| SHORT PROBLEM A |
In the Hebrews 5:1-10 commentary, which famous people are named as ones we'd think twice about approaching without a go-between?
| SHORT PROBLEM B |
Resume the Hebrews 5:1-10 commentary, starting right after its last sentence.

Sermon Commentary for Sunday, October 17, 2021

Hebrews 5:1-10 Commentary

The master preacher scholar Fred Craddock once called the books of Hebrews and Revelation, “the literature most intimidating to readers of the New Testament.” After all, Hebrews’ Preacher packs his letter with tightly woven arguments that assume familiarity with Israel’s wilderness life.

As Craddock also notes, however, even Hebrews’ writer seems to sense that his book is difficult to understand. After all, after ending this Sunday’s Epistolary Lesson with a reference to Melchizedek, he quickly adds, “it is hard to explain” (11).

The book of Hebrews’ central theme is that Jesus Christ’s saving work is that of a priest. Yet that theme may sound strange to even biblically sensitive ears. After all, Jesus was from the tribe of Judah, not Levi. Nor did Jesus serve at the altar or perform any sacred rites in the temple like Israel’s high priests did.

It’s helpful, then, for Hebrews’ proclaimers to note that a high priest was basically an intermediary between God and God’s people. People chose the high priest to act on behalf of them by offering God gifts and sacrifices for their sins. The high priest, however, also represented God to God’s people through his words and actions. God, in fact, often spoke to God’s people directly through God’s chosen high priest.

Of course, our 21st century culture sometimes talks and listens to God as casually as it might to a next door neighbor. So it’s hard for at least some of our contemporaries to think of needing an intermediary to speak for God to us or to God for us. God’s Old Testament people, however, at their best, understood that the almost infinite gap between our holy, awesome God and sinful creatures like us created the need for such a go-between.

As one scholar notes, we’re aware of the chasm between some famous people and us. After all, we’d think twice about just sauntering up to people like President Biden, Sidney Crosby, or Beyonce. In fact, we realize we’d need a go-between who could put in a good word for us with them.

Yet in our most honest moments, Christians recognize that a far greater gap lies between the Lord who both made and cares for everything that God created and us. Whether we walk through a magnificent old-growth forest or peer through a microscope, we sense how puny we are.

Of course, we naturally like to think of ourselves as important. After all, God created us in God’s image. Many of us come to church once if not twice most weeks. Jesus’ friends support the church’s work. We also try to live good and honest lives.

Yet when God’s adopted sons and daughters are honest with ourselves and each other, we have to admit that we’ve stubbornly disobeyed God’s will for us. While God is holy, we’re sometimes thoroughly unholy. While God is righteous, even God’s beloved people have been unrighteous.

On top of that, while we occupy just a tiny corner of God’s creation, not even our relatively tiny planet can contain the Lord. So when we think of the immense gap between God and us, we sense that we need someone who will “put in a good word” for us with the Lord.

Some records
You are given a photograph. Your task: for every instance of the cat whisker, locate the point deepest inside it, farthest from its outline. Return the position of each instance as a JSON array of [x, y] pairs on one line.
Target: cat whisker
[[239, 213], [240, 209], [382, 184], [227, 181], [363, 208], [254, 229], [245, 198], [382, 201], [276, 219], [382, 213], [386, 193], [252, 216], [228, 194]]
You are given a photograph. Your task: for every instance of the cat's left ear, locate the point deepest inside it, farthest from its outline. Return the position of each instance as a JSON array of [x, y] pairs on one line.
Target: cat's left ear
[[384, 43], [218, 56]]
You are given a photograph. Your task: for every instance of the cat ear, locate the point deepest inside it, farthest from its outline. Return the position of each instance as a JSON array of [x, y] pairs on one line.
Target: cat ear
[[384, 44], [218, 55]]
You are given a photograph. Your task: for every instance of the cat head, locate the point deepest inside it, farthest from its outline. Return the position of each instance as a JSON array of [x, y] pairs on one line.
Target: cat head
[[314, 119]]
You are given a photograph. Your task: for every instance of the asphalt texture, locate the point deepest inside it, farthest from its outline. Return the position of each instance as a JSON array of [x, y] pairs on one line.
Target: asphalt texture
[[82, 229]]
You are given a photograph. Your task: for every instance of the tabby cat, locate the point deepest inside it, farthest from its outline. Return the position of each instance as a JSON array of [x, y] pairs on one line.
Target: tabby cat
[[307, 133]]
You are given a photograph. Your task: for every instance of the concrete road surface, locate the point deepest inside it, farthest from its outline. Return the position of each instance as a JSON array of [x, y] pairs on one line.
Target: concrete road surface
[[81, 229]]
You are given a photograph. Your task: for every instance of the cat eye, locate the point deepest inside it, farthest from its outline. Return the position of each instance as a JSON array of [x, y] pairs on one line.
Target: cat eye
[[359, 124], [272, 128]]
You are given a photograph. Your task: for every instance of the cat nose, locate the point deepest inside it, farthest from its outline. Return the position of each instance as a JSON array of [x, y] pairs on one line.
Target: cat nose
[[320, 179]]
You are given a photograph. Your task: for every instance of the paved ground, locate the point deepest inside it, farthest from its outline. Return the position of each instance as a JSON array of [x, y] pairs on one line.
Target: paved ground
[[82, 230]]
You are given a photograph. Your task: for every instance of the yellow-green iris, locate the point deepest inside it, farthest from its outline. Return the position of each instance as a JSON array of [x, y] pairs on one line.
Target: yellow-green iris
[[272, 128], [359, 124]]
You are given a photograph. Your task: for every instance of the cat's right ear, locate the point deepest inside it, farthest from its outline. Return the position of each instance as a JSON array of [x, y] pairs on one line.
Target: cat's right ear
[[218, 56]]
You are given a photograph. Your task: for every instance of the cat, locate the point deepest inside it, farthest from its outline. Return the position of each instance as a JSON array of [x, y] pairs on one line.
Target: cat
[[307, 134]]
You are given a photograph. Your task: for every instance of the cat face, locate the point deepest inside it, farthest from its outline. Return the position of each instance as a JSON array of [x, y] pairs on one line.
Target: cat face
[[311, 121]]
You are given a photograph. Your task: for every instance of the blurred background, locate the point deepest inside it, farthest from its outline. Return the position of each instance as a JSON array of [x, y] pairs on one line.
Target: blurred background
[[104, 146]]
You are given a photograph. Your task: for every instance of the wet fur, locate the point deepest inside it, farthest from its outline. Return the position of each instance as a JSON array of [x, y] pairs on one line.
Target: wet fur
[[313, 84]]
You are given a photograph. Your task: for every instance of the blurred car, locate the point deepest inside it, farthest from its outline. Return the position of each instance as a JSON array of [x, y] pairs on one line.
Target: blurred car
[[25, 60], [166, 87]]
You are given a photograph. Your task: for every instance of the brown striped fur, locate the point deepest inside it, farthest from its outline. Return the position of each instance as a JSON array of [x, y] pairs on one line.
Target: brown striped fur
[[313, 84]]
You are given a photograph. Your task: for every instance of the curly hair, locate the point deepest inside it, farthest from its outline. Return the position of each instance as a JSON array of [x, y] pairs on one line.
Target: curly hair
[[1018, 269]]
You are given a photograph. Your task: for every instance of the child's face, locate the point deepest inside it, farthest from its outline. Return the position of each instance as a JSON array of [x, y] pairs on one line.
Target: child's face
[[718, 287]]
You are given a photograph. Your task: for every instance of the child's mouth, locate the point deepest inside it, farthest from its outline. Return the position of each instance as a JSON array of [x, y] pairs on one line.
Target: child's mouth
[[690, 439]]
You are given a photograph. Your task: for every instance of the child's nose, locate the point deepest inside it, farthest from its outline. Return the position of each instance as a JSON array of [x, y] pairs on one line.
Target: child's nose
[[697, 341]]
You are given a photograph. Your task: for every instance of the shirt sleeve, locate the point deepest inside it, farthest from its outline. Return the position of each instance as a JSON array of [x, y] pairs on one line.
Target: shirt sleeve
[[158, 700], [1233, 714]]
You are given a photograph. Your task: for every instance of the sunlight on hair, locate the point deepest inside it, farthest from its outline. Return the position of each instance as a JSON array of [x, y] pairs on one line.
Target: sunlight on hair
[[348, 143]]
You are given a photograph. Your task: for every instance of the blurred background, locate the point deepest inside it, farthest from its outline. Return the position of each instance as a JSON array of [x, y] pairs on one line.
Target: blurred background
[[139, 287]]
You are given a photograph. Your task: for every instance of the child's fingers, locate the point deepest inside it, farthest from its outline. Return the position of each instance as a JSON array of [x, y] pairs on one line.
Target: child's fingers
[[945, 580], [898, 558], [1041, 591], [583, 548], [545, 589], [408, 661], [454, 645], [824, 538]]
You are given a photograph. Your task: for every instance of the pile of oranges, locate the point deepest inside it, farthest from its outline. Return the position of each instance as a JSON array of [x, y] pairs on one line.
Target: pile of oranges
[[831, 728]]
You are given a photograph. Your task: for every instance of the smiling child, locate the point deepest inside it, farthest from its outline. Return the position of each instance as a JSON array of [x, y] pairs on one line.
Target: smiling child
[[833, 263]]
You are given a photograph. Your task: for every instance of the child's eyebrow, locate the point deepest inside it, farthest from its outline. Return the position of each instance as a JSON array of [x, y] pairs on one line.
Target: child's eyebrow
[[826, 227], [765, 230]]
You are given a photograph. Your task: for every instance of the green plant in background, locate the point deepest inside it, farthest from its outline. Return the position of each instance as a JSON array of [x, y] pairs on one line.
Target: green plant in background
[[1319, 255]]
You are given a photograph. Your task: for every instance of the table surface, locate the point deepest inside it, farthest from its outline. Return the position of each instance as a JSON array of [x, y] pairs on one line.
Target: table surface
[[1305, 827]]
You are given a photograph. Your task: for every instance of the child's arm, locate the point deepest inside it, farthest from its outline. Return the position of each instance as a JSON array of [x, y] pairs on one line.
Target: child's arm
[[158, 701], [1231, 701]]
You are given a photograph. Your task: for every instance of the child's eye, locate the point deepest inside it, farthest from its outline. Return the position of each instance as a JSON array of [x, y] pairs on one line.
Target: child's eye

| FINAL RESULT A |
President Biden, Sidney Crosby, and Beyonce.

| FINAL RESULT B |
So is Jesus that “high priest”? Verse 5 insists that he “did not take upon himself” that glory. This was an important assertion because Israelites didn’t just volunteer be a priest, like we might volunteer to be a chaperone for our child’s field trip. Someone had to choose people to be priests.

Yet there was more to being a high priest than just being chosen by God. He also had to be one of God’s adopted sons. After all, high priests had to, as verse 2 notes, “deal gently with those who are ignorant and going astray, because they were also “subject to weakness.” High priests could relate to peoples’ sins and limitations because they wrestled with their own sinfulness and limitedness.

While Hebrews answers that Jesus qualifies as a human high priest, as Craddock notes, it’s not an “easy ‘yes’.” In verse 5, after all, Hebrews’ author affirms the rest of the New Testament’s message that Jesus was God. Yet Hebrews’ author seems to sense that those who like to sing that the baby Jesus made “no crying” struggle with the idea of Jesus’ humanity.

In fact, in chapter 2 he especially stresses the theme of Jesus’ humanity. In verse 14 Hebrews’ author says Jesus “shared our humanity.” What’s more, according to verse 17, Jesus was “made like his brothers [and sisters] in every way.”

So he isn’t just able to help his adopted siblings because he was just like us, except that he was perfect. The ascended Christ also understands our “weakness.” So Jesus can relate to and help with whatever Hebrews 5’s proclaimers and hearers are enduring.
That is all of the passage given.